▸ **Your assignment**: Pull every line with the word "pole" out of the entries below.

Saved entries
####

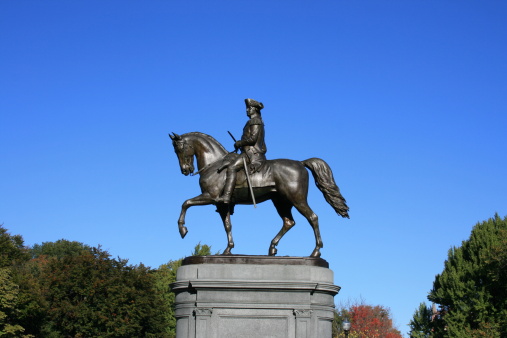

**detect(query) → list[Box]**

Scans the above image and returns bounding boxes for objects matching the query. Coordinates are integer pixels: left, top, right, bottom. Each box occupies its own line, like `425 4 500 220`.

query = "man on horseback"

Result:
217 98 267 204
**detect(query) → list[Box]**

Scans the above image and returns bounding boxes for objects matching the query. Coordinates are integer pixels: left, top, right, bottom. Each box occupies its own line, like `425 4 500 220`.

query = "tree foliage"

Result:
13 256 49 336
0 224 176 337
30 239 92 259
408 303 434 338
0 224 31 337
333 299 402 338
0 224 228 337
32 248 169 337
0 224 29 268
410 214 507 337
0 267 27 337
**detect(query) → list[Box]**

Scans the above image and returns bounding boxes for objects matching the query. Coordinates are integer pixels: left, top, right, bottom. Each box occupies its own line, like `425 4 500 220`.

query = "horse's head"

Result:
169 133 195 176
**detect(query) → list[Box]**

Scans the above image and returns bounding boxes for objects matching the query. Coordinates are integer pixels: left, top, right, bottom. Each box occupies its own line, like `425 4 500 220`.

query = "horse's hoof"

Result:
310 249 321 258
222 250 232 255
268 247 277 256
179 226 188 239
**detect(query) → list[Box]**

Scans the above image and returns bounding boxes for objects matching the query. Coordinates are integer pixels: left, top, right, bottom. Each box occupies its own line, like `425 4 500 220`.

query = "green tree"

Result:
424 214 507 337
9 238 170 337
16 239 95 335
191 242 213 256
0 224 29 268
0 268 27 337
35 247 168 337
408 303 434 338
13 256 49 337
1 224 215 337
487 225 507 323
0 224 31 337
30 239 92 259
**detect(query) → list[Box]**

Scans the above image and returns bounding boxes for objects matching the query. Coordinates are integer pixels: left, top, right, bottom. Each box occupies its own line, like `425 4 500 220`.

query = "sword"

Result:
227 131 257 208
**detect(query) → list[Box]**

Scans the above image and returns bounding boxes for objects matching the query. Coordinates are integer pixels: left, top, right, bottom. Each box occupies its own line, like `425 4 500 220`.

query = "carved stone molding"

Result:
194 308 213 317
293 309 313 318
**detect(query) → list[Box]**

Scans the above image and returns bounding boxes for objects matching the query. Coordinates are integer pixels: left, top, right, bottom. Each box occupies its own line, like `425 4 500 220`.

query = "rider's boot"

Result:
218 169 237 204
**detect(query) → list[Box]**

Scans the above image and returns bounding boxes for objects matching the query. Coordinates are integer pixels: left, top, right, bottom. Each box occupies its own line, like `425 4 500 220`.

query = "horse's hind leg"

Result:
293 201 323 258
268 198 296 256
217 204 234 255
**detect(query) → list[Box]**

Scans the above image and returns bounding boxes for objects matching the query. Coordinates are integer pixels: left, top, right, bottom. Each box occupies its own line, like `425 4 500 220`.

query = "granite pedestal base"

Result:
171 256 340 338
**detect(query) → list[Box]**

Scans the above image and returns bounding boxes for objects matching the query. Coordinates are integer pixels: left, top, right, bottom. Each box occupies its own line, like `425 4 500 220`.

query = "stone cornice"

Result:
171 279 340 295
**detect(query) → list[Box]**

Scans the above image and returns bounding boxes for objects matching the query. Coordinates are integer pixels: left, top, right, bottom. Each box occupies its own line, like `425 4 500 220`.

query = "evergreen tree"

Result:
408 303 433 338
424 214 507 337
191 242 213 256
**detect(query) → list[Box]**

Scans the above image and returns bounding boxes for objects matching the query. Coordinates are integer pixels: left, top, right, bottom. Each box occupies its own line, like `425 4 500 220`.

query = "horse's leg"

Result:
268 198 296 256
217 204 234 255
178 194 214 238
293 201 323 258
277 163 323 257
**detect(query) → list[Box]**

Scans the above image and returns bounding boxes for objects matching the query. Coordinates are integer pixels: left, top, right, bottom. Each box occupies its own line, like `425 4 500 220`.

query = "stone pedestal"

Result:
171 255 340 338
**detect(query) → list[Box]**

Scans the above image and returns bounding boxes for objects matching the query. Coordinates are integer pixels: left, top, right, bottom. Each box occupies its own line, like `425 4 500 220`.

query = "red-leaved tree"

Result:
334 299 402 338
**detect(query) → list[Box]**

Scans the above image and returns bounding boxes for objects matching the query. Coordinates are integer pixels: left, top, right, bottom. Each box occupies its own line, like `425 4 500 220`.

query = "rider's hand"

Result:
234 141 243 150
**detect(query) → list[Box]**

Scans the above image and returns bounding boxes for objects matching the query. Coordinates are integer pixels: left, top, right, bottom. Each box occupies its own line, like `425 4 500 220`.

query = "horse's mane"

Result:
185 132 227 153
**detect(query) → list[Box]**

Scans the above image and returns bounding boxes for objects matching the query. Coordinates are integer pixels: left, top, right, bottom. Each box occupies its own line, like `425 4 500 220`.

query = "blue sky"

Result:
1 1 506 335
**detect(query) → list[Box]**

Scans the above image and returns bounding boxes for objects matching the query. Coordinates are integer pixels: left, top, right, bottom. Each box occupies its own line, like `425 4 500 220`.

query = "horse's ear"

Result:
169 132 182 141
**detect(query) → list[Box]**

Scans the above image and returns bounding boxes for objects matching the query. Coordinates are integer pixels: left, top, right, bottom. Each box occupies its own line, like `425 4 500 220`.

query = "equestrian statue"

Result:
169 98 349 258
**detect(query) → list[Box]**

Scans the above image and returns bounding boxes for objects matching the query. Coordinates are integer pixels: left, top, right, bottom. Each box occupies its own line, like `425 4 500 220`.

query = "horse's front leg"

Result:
178 194 214 238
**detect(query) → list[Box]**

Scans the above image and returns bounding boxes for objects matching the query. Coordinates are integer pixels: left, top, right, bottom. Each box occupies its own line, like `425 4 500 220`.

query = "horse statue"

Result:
169 132 349 257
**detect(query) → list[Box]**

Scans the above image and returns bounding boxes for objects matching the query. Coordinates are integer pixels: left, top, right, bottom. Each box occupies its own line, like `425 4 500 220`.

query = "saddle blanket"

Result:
235 161 275 189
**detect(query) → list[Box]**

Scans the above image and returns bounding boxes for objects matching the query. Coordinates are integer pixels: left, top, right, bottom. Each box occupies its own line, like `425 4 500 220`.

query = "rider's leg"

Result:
221 167 238 204
219 156 243 204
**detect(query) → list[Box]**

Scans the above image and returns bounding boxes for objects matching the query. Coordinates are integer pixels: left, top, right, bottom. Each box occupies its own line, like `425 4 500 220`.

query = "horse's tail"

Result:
302 158 349 218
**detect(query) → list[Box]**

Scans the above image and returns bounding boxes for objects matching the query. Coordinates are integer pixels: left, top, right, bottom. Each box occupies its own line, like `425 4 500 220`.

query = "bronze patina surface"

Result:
169 99 349 258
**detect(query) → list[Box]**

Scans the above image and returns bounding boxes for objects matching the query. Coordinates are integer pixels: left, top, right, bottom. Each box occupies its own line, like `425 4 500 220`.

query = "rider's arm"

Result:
236 124 261 148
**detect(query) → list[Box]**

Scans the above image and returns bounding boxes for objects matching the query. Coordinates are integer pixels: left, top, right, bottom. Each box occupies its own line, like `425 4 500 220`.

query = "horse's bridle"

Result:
174 139 195 174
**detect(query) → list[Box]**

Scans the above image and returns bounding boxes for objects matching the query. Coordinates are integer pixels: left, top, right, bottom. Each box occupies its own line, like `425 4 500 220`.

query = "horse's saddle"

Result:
235 161 275 189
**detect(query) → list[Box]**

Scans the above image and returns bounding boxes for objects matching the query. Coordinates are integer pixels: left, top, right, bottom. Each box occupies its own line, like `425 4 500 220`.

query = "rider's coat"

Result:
239 116 266 173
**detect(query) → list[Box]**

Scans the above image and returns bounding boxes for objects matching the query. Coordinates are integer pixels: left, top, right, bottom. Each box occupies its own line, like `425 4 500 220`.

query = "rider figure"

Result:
218 98 267 204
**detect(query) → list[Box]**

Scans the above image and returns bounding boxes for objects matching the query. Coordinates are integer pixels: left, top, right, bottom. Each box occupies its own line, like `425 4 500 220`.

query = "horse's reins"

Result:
190 162 215 176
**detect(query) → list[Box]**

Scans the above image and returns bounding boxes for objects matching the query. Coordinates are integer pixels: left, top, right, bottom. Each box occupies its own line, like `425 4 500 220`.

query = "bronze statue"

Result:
217 98 267 204
169 99 349 258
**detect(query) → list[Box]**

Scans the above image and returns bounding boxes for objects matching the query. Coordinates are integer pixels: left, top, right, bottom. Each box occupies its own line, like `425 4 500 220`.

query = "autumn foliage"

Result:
334 300 402 338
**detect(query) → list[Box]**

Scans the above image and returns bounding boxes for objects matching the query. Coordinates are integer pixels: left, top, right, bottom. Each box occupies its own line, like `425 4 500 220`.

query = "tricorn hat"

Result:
245 98 264 110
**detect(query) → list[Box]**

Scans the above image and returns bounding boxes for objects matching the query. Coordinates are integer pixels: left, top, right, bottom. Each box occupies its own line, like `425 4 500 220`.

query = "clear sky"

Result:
1 1 506 335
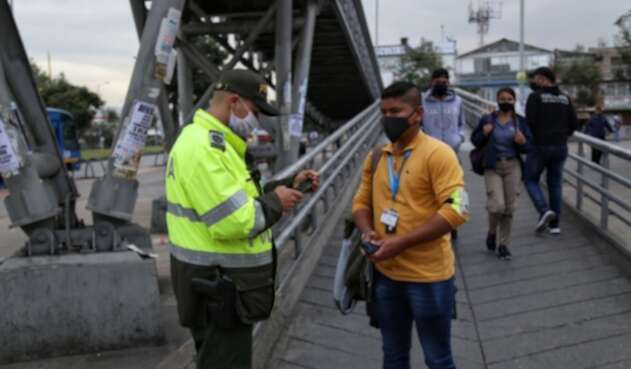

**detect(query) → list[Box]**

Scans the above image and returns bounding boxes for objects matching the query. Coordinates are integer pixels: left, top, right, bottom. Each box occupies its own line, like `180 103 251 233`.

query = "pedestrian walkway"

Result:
266 166 631 369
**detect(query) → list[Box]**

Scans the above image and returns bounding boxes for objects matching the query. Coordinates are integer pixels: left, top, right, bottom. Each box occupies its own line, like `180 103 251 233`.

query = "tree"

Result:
395 39 443 90
614 10 631 80
556 60 602 107
104 107 120 125
31 62 104 132
190 36 228 99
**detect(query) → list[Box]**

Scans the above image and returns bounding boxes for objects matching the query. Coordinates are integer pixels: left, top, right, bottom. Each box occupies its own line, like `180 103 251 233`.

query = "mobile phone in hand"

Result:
296 178 314 193
361 240 379 255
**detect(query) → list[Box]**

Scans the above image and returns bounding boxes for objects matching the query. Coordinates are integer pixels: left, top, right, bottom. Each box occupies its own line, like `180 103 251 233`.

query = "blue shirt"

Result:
584 114 612 139
492 118 517 159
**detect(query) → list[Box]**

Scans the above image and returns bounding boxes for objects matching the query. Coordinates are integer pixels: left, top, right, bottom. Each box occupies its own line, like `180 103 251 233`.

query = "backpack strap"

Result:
369 144 385 200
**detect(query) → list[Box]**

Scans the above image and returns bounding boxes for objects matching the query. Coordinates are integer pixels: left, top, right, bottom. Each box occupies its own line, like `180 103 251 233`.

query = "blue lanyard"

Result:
387 151 412 202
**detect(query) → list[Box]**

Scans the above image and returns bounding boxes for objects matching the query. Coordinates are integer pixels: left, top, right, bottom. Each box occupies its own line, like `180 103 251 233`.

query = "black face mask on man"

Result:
529 82 540 91
432 83 448 97
382 110 415 143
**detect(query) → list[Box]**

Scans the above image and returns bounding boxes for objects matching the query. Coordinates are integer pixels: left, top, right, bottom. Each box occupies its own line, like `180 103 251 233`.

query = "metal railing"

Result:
565 133 631 231
273 100 381 274
254 101 382 335
456 87 631 250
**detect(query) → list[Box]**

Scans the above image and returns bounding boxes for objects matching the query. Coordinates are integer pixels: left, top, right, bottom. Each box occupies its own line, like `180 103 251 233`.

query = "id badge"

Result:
380 209 399 234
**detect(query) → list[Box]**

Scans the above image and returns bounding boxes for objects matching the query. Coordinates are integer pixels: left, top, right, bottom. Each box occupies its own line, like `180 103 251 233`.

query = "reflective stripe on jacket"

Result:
165 109 273 268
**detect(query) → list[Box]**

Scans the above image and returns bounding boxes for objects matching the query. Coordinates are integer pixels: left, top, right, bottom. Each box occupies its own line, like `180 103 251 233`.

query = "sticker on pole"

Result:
112 101 156 175
288 114 304 138
154 8 182 81
0 117 20 175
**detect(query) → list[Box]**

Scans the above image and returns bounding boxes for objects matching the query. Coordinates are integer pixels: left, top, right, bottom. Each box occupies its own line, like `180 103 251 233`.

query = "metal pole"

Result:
375 0 379 46
274 0 293 170
129 0 147 38
518 0 526 106
287 1 318 163
600 152 610 230
88 0 185 223
177 43 193 125
576 141 584 210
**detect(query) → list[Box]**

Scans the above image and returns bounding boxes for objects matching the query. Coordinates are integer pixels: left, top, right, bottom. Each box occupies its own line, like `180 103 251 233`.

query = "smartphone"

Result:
296 178 314 193
361 240 379 255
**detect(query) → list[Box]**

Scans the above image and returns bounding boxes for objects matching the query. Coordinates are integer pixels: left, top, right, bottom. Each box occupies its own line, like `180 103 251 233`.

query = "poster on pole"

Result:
112 101 156 175
154 8 181 82
288 114 304 138
0 117 20 174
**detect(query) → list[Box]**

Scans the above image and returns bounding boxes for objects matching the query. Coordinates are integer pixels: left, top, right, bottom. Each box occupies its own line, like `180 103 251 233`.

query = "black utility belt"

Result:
191 264 276 328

####

▸ **Answer space**:
query = "sticker on pole"
query = "metal pole"
query = "poster on pole"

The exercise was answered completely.